### Dataset entries:
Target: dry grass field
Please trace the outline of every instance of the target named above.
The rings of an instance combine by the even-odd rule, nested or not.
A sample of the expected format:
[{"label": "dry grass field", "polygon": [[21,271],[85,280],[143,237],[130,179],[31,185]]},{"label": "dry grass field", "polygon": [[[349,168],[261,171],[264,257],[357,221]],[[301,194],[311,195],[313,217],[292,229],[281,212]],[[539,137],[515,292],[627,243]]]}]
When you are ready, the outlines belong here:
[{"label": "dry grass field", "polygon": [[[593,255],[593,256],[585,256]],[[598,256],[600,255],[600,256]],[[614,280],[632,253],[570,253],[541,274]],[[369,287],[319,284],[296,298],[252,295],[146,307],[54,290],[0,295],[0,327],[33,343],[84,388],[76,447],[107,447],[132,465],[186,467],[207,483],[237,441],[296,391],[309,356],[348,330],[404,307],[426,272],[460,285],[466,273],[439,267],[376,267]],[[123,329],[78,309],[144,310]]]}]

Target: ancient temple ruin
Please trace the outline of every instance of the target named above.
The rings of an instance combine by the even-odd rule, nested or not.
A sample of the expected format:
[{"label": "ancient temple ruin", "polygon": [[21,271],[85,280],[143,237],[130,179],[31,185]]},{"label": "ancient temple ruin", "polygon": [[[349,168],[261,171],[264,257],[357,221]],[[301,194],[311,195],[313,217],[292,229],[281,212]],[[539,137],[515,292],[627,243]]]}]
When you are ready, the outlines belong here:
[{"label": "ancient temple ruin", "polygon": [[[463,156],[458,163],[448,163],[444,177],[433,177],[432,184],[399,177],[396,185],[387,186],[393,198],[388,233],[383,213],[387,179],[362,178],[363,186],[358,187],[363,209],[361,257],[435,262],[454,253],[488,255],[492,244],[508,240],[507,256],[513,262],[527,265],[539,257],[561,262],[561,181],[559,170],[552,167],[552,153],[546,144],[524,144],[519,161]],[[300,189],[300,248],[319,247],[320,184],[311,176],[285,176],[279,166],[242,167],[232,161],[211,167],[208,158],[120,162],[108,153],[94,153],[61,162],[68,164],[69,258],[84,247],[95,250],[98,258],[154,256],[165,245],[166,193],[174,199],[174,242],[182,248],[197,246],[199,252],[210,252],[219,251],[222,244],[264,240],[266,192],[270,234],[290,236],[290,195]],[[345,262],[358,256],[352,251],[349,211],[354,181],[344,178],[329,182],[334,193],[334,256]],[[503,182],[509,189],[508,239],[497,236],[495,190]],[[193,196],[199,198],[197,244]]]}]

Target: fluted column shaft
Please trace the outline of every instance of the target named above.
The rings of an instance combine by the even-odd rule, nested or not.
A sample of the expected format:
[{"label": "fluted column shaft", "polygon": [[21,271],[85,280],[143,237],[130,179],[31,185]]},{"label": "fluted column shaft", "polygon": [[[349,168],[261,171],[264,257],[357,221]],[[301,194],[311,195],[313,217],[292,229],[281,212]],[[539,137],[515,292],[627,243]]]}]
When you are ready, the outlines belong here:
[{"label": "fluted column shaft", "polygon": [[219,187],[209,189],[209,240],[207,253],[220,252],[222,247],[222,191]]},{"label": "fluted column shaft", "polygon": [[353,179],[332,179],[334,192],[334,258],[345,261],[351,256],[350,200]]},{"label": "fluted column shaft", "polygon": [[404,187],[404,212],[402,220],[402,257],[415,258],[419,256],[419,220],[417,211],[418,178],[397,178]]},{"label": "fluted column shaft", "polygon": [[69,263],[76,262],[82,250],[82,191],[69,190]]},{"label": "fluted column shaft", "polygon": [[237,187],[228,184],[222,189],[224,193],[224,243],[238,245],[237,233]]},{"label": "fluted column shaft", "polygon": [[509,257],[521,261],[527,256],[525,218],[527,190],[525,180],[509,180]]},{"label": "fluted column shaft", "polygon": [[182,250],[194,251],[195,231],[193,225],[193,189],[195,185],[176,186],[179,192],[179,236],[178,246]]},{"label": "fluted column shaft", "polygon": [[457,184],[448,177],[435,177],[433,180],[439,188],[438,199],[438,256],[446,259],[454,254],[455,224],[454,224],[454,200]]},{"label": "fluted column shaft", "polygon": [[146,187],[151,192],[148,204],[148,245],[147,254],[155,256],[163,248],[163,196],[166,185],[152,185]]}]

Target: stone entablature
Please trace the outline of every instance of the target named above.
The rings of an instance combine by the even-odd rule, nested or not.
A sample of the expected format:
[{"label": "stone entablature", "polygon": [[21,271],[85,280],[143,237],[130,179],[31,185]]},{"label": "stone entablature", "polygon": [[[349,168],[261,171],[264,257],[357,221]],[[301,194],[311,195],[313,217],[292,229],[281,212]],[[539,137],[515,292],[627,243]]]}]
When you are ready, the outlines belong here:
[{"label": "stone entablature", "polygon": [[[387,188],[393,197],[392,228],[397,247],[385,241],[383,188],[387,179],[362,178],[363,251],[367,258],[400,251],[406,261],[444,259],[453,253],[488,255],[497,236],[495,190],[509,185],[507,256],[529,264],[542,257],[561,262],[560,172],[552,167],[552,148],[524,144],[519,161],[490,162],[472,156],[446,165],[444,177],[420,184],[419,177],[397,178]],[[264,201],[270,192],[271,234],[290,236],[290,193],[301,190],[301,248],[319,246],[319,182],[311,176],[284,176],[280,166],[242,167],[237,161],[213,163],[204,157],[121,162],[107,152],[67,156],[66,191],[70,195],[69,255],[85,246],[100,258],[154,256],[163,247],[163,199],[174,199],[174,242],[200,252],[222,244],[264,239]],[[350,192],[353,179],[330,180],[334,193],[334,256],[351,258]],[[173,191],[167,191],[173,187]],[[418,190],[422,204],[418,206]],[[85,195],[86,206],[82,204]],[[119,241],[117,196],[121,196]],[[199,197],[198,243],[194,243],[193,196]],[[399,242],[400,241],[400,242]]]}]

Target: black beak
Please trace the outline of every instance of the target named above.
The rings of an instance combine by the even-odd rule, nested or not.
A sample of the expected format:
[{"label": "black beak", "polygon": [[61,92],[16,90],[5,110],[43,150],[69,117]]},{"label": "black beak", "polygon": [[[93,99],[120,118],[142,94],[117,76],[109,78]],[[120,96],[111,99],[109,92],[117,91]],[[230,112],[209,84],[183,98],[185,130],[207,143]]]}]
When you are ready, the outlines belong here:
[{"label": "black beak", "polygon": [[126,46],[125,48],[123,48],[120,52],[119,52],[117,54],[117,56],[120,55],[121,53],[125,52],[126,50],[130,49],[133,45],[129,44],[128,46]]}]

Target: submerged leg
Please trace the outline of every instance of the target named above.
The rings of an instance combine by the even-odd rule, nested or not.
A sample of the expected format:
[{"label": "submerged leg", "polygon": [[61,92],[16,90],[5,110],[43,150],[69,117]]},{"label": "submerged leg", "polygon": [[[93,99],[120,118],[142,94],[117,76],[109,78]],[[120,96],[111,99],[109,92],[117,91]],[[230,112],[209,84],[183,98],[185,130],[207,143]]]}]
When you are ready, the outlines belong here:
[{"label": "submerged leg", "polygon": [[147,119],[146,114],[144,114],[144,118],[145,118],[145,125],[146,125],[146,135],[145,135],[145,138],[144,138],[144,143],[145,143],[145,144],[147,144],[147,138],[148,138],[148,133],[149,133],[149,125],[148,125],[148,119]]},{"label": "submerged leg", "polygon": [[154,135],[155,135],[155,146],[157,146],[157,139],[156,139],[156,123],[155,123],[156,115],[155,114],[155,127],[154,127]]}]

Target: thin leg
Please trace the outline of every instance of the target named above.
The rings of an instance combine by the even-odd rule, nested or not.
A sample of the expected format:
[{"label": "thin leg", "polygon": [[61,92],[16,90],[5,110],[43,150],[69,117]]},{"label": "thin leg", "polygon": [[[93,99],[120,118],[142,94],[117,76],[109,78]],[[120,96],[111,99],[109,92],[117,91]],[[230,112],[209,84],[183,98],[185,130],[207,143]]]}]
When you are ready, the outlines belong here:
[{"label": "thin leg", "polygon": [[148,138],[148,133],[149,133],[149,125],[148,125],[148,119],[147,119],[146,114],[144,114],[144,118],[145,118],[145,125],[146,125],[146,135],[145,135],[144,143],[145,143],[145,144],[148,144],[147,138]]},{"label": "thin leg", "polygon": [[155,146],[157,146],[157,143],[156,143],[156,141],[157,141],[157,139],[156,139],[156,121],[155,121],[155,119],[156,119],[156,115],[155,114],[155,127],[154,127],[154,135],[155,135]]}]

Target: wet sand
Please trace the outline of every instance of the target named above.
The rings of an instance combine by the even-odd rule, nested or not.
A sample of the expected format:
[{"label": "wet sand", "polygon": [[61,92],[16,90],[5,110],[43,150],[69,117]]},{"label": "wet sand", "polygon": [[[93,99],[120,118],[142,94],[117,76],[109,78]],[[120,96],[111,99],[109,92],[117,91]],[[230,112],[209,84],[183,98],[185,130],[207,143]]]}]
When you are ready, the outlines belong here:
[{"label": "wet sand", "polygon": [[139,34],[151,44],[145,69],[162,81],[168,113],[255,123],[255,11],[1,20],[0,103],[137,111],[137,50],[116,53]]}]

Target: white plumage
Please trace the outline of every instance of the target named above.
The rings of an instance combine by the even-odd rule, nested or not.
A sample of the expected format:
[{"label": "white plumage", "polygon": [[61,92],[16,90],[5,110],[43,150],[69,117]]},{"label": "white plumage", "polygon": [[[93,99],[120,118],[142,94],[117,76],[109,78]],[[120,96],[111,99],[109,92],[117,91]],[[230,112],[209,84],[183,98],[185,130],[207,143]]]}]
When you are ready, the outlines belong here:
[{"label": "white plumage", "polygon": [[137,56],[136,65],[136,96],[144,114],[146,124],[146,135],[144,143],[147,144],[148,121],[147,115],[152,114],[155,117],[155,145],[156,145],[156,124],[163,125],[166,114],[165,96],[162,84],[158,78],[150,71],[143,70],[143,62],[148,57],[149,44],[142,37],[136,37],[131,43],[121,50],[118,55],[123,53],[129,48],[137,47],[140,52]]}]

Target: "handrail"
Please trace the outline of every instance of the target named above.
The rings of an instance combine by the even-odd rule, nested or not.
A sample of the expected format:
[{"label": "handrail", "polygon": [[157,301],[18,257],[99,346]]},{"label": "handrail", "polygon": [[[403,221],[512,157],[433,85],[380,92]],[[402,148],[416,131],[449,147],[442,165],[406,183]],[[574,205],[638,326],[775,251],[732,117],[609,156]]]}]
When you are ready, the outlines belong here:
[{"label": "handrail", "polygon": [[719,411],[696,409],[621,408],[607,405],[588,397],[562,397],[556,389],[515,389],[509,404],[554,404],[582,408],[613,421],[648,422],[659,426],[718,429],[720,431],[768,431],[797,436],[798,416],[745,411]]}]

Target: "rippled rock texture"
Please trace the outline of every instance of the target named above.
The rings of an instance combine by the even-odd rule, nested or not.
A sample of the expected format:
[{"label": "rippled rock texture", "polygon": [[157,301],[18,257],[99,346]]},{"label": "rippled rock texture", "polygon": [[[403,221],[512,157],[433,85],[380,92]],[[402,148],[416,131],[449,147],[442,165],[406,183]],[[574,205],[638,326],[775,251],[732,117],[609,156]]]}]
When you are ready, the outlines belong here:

### Exercise details:
Print verbatim the stretch of lines from the one containing "Target: white plumage" through the last line above, both included.

### Task response:
Target: white plumage
Please trace the outline of every instance of the target named above.
The rings of an instance combine by the even-odd rule, nested or not.
A sample of the expected format:
[{"label": "white plumage", "polygon": [[61,92],[16,90],[5,110],[43,150],[69,117]]},{"label": "white plumage", "polygon": [[[93,99],[120,118],[142,94],[117,76],[109,78]],[[120,96],[111,99],[109,92],[117,91]],[[230,112],[209,84],[183,98],[185,130],[207,143]]]}]
When you are ready, the outlines belong here:
[{"label": "white plumage", "polygon": [[137,56],[136,65],[136,96],[144,114],[146,124],[146,135],[144,143],[147,144],[148,121],[147,115],[152,114],[155,117],[155,145],[156,145],[156,124],[163,125],[166,114],[165,96],[162,84],[158,78],[150,71],[143,70],[143,62],[148,57],[149,44],[142,37],[136,37],[131,43],[121,50],[118,55],[123,53],[129,48],[137,47],[140,52]]}]

Target: "handrail"
Please trace the outline of every instance of the target named above.
The rings of an instance combine by the even-odd rule, nested or not.
A sample of the expected format:
[{"label": "handrail", "polygon": [[157,301],[18,257],[99,346]]},{"label": "handrail", "polygon": [[[403,221],[512,157],[433,85],[380,92]],[[402,148],[416,131],[449,147],[442,165],[406,183]],[[574,205],[638,326],[775,251],[732,117],[609,156]]]}]
When you are ready, the outlines belong here:
[{"label": "handrail", "polygon": [[719,411],[696,409],[621,408],[607,405],[588,397],[562,397],[556,389],[515,389],[509,404],[554,404],[582,408],[613,421],[648,422],[659,426],[718,429],[720,431],[768,431],[797,436],[798,416],[745,411]]}]

Target: "rippled rock texture"
Please trace the outline of every instance of the target named above.
The rings of an instance combine by the even-odd rule, nested or not.
A sample of the expected format:
[{"label": "rippled rock texture", "polygon": [[157,301],[18,257],[99,346]]},{"label": "rippled rock texture", "polygon": [[[403,221],[512,157],[433,85],[380,92]],[[402,148],[416,131],[449,147],[442,165],[406,183]],[[574,205],[638,326],[775,251],[732,117],[609,156]]]}]
When you are ready, the outlines belong here:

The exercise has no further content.